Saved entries

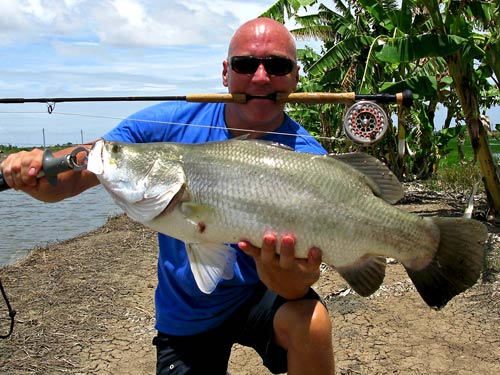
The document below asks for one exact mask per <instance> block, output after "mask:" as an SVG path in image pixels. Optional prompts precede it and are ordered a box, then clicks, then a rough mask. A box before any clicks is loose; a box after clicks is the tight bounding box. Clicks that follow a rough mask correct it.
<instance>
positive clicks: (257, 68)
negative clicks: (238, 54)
mask: <svg viewBox="0 0 500 375" xmlns="http://www.w3.org/2000/svg"><path fill="white" fill-rule="evenodd" d="M260 64H262V65H264V68H265V69H266V72H267V73H268V74H270V75H273V76H284V75H287V74H288V73H290V72H291V71H292V70H293V68H294V66H295V62H293V61H292V60H290V59H288V58H286V57H278V56H270V57H254V56H233V57H230V58H229V65H230V66H231V69H233V70H234V71H235V72H236V73H239V74H254V73H255V72H256V71H257V69H258V68H259V66H260Z"/></svg>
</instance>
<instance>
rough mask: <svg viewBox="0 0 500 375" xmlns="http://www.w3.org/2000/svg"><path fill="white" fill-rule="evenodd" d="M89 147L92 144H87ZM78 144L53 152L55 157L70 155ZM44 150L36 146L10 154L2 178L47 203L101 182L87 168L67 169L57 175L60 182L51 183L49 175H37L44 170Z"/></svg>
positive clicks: (67, 195) (94, 185) (2, 163)
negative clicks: (67, 154)
mask: <svg viewBox="0 0 500 375" xmlns="http://www.w3.org/2000/svg"><path fill="white" fill-rule="evenodd" d="M84 146H86V147H88V146H89V145H84ZM75 148H77V147H70V148H66V149H64V150H60V151H58V152H55V153H54V156H55V157H58V156H62V155H66V154H69V153H70V152H71V151H73V150H74V149H75ZM84 156H85V155H84V153H81V155H80V154H79V155H77V157H78V158H79V160H78V164H79V165H81V164H82V163H83V157H84ZM42 160H43V151H42V150H40V149H33V150H31V151H21V152H17V153H15V154H11V155H9V156H8V157H7V159H5V160H4V161H3V163H2V164H1V170H2V173H3V178H4V180H5V182H7V185H9V186H10V187H11V188H13V189H16V190H21V191H24V192H25V193H27V194H29V195H31V196H32V197H34V198H36V199H38V200H41V201H44V202H57V201H60V200H62V199H65V198H68V197H72V196H75V195H78V194H80V193H81V192H83V191H85V190H87V189H89V188H91V187H93V186H95V185H98V184H99V180H98V179H97V177H96V176H95V175H94V174H93V173H91V172H88V171H87V170H83V171H68V172H63V173H60V174H59V175H58V176H57V184H56V185H55V186H52V185H50V184H49V182H48V181H47V179H46V178H43V177H42V178H37V175H38V174H39V173H40V171H41V170H42Z"/></svg>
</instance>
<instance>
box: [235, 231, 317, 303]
mask: <svg viewBox="0 0 500 375" xmlns="http://www.w3.org/2000/svg"><path fill="white" fill-rule="evenodd" d="M238 246H239V247H240V249H241V250H242V251H244V252H245V253H246V254H248V255H250V256H251V257H252V258H254V259H255V263H256V267H257V272H258V274H259V278H260V280H261V281H262V282H263V283H264V284H265V285H266V287H267V288H268V289H269V290H272V291H273V292H275V293H277V294H279V295H280V296H282V297H283V298H286V299H289V300H294V299H298V298H302V297H303V296H304V295H306V293H307V291H308V290H309V287H310V286H312V285H313V284H314V283H315V282H316V281H318V279H319V276H320V270H319V267H320V265H321V251H320V250H319V249H317V248H312V249H309V254H308V258H307V259H298V258H295V239H294V238H293V237H292V236H284V237H283V238H282V239H281V243H280V244H279V246H280V254H276V247H277V246H278V241H277V238H276V235H274V234H266V235H265V236H264V241H263V244H262V248H261V249H260V248H257V247H255V246H253V245H252V244H250V243H249V242H246V241H242V242H240V243H238Z"/></svg>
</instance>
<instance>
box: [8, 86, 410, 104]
mask: <svg viewBox="0 0 500 375" xmlns="http://www.w3.org/2000/svg"><path fill="white" fill-rule="evenodd" d="M252 99H270V100H274V101H276V102H280V103H305V104H329V103H330V104H353V103H355V102H357V101H360V100H367V101H371V102H376V103H382V104H386V103H396V104H398V105H401V106H404V107H410V106H411V105H412V103H413V94H412V92H411V91H410V90H406V91H403V92H401V93H397V94H387V93H381V94H356V93H354V92H344V93H333V92H297V93H290V94H288V93H281V92H278V93H273V94H269V95H249V94H245V93H229V94H188V95H168V96H90V97H60V98H0V103H3V104H19V103H62V102H119V101H186V102H197V103H238V104H244V103H247V102H248V101H250V100H252Z"/></svg>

## WHAT TO WORK ON
Count the lines of the listing above that contain the string "clicks", treating uppercase and lowercase as different. Reply with the number alone.

## THE ANSWER
5